**Requirement**
From the data below, keep only the lines that contain the string "woman", treating uppercase and lowercase letters as different.
— Begin Extracted material —
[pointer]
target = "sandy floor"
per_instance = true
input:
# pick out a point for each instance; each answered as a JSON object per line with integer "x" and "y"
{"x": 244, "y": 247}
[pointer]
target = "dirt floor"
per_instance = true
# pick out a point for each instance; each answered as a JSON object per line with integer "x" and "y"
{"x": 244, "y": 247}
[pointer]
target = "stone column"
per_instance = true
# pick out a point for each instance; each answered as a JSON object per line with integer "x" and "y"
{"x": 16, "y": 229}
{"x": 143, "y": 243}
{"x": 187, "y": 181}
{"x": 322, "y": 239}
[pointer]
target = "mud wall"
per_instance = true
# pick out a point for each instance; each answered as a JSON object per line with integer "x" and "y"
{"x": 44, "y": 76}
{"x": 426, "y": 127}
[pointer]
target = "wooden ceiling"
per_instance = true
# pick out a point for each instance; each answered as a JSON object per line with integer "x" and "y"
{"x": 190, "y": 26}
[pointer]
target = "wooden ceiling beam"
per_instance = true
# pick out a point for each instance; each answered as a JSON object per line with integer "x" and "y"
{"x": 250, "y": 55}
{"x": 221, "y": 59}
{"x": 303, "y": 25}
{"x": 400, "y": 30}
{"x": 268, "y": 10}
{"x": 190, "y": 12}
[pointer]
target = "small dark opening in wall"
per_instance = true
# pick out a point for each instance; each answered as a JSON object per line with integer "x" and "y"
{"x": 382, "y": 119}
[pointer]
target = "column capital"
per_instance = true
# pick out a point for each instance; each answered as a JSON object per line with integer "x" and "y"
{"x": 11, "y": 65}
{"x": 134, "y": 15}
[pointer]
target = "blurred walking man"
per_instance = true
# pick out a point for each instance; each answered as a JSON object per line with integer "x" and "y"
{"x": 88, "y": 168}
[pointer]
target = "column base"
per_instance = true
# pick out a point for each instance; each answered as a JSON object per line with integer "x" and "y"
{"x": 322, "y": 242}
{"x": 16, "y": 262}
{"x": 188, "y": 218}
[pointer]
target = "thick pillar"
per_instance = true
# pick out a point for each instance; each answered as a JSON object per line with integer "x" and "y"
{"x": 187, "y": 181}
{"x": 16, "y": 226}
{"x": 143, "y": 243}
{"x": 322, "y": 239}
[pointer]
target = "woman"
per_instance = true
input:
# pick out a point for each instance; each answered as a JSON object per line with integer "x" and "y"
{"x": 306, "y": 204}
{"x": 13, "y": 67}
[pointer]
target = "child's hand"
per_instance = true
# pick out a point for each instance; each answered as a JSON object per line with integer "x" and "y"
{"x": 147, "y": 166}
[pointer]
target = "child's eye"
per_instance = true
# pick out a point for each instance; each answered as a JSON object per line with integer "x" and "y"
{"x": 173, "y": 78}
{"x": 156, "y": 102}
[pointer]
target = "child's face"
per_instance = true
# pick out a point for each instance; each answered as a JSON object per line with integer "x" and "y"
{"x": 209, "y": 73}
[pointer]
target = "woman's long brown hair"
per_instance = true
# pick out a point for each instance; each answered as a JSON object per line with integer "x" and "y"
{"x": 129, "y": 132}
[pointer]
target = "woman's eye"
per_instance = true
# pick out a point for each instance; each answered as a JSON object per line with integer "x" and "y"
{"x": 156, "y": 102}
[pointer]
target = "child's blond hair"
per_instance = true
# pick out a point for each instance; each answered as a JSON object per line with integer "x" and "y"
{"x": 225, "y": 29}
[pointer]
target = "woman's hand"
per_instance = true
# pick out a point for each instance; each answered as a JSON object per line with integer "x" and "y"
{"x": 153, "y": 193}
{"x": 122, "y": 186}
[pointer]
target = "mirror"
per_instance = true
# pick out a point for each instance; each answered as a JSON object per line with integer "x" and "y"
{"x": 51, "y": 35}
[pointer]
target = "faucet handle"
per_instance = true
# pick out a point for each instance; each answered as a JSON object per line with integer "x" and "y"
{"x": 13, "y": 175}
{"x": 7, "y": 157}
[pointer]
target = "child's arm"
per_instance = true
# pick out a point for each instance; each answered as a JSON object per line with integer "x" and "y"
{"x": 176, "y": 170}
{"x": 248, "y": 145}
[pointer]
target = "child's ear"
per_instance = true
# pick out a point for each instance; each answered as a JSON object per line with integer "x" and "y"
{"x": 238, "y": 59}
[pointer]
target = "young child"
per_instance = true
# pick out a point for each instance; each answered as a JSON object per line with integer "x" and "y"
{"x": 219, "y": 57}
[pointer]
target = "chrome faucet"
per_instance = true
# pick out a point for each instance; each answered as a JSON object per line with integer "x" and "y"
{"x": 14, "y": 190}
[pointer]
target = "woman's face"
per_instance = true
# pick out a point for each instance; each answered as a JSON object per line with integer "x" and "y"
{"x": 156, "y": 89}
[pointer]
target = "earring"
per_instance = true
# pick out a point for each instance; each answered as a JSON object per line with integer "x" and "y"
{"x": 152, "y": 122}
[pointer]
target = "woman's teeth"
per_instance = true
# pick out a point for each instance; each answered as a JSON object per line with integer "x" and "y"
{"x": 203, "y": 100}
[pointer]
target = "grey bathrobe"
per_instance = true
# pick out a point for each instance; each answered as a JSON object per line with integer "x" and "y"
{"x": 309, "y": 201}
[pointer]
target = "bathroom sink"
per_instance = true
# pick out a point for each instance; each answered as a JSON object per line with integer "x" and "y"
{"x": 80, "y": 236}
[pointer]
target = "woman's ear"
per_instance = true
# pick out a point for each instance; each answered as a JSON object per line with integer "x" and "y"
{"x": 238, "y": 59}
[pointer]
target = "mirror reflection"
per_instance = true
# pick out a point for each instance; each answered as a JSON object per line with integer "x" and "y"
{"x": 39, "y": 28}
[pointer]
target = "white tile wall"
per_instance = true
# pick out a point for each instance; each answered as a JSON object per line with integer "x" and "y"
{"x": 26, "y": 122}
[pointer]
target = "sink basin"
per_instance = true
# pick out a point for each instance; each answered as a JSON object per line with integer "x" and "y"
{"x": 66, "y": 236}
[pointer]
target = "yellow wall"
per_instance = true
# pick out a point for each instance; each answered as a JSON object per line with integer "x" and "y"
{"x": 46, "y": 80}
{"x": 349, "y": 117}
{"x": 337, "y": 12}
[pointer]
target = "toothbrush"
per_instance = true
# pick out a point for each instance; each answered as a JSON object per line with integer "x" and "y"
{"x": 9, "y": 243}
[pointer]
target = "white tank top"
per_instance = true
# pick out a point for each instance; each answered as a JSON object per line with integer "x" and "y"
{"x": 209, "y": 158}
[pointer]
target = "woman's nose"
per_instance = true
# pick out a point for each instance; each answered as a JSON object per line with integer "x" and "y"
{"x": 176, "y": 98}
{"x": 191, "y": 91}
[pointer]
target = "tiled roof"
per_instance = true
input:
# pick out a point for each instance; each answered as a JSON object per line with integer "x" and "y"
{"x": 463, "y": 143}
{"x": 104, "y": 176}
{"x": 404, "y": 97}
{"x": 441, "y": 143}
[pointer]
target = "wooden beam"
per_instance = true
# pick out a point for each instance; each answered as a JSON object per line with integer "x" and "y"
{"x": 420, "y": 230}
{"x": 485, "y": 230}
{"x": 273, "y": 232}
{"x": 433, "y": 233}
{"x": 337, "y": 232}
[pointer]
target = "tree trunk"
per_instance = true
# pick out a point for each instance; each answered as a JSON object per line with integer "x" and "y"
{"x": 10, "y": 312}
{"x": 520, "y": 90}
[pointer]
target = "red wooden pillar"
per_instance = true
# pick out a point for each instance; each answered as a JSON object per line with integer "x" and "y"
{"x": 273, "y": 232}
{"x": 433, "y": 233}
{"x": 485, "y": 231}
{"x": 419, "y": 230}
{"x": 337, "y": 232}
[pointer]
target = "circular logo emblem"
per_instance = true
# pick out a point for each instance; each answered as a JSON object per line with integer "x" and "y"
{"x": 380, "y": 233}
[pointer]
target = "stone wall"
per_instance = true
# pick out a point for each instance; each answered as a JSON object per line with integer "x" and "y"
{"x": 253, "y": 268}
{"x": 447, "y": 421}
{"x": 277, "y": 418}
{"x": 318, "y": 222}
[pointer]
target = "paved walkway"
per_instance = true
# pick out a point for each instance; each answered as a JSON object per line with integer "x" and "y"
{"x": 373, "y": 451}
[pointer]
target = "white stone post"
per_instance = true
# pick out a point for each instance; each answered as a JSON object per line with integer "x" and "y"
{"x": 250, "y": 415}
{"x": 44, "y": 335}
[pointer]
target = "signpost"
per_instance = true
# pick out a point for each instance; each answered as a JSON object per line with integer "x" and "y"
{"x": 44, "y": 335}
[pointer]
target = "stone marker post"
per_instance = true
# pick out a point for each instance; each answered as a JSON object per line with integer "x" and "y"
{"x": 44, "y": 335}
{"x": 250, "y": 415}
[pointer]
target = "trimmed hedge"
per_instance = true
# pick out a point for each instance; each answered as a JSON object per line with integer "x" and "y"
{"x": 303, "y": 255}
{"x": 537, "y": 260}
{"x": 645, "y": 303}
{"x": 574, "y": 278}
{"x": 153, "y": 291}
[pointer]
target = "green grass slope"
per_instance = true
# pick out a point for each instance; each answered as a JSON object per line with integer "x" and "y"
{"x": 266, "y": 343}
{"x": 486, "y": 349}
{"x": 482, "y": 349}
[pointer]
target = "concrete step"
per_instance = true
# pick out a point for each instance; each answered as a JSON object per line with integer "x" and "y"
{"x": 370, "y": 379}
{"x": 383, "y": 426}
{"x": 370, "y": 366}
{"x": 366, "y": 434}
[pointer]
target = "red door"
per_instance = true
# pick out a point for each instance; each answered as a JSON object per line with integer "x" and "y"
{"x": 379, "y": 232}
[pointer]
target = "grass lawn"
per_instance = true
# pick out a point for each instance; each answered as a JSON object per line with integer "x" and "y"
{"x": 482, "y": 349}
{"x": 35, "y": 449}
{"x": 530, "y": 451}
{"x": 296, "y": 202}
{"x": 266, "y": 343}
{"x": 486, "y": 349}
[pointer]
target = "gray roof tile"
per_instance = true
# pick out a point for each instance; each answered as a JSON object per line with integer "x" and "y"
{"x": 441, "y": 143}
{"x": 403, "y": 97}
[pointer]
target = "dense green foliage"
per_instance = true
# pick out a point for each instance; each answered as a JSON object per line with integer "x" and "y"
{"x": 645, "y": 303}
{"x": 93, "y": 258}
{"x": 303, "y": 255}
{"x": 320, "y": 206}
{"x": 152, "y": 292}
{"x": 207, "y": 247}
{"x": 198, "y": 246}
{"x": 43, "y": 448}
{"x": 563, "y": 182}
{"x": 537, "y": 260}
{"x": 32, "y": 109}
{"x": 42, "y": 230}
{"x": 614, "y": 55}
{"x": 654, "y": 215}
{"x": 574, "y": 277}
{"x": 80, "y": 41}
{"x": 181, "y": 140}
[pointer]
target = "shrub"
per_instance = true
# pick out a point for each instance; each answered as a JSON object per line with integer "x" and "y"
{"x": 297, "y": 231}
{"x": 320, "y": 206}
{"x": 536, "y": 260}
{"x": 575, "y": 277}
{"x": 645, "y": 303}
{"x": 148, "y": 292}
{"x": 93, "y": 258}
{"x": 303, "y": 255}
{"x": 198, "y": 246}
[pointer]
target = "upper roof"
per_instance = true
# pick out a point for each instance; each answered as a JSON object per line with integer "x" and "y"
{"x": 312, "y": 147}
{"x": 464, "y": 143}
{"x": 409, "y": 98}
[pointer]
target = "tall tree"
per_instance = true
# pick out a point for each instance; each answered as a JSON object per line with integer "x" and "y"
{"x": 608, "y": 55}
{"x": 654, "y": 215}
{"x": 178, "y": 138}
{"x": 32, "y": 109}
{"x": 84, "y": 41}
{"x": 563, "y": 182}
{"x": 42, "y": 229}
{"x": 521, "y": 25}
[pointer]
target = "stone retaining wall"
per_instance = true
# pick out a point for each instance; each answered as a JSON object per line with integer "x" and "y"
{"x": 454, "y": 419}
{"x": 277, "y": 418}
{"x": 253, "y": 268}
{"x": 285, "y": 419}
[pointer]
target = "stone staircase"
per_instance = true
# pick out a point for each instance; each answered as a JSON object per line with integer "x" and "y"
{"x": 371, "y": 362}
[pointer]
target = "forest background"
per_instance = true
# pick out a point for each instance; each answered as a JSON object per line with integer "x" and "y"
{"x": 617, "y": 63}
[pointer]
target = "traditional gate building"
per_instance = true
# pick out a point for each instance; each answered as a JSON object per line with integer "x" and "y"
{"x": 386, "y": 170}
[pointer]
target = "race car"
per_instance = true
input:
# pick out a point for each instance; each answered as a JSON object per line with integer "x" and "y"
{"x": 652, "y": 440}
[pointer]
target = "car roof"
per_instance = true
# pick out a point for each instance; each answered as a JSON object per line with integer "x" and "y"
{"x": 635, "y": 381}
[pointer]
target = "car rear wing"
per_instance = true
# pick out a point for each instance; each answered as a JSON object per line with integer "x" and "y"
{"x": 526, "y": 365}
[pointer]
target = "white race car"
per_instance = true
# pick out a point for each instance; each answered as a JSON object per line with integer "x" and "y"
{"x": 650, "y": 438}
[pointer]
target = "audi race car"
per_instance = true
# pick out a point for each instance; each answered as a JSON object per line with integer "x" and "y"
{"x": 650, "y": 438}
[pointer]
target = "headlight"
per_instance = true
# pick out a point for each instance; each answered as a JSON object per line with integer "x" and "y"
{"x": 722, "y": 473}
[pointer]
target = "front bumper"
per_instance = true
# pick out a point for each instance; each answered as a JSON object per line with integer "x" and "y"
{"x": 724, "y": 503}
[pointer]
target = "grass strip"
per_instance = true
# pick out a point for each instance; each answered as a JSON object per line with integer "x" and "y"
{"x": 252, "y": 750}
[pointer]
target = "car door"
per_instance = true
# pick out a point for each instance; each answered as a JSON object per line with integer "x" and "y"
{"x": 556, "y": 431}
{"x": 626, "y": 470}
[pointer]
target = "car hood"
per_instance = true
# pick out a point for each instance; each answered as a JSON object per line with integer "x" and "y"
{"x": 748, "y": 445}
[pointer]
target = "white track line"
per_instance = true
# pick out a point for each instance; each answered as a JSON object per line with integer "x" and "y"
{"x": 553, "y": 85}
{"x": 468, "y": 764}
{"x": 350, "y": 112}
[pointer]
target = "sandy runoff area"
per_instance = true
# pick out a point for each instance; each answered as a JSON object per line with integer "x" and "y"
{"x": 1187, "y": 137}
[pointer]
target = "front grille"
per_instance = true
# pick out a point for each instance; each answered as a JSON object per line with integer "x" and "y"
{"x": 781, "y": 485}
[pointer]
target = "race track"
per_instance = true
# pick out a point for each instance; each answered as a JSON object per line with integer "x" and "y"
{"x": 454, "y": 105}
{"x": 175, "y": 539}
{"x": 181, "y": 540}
— End Extracted material —
**Expected answer**
target = "woman"
target = "woman's long brown hair"
target = "woman's eye"
target = "woman's hand"
target = "woman's face"
target = "woman's teeth"
target = "woman's ear"
target = "woman's nose"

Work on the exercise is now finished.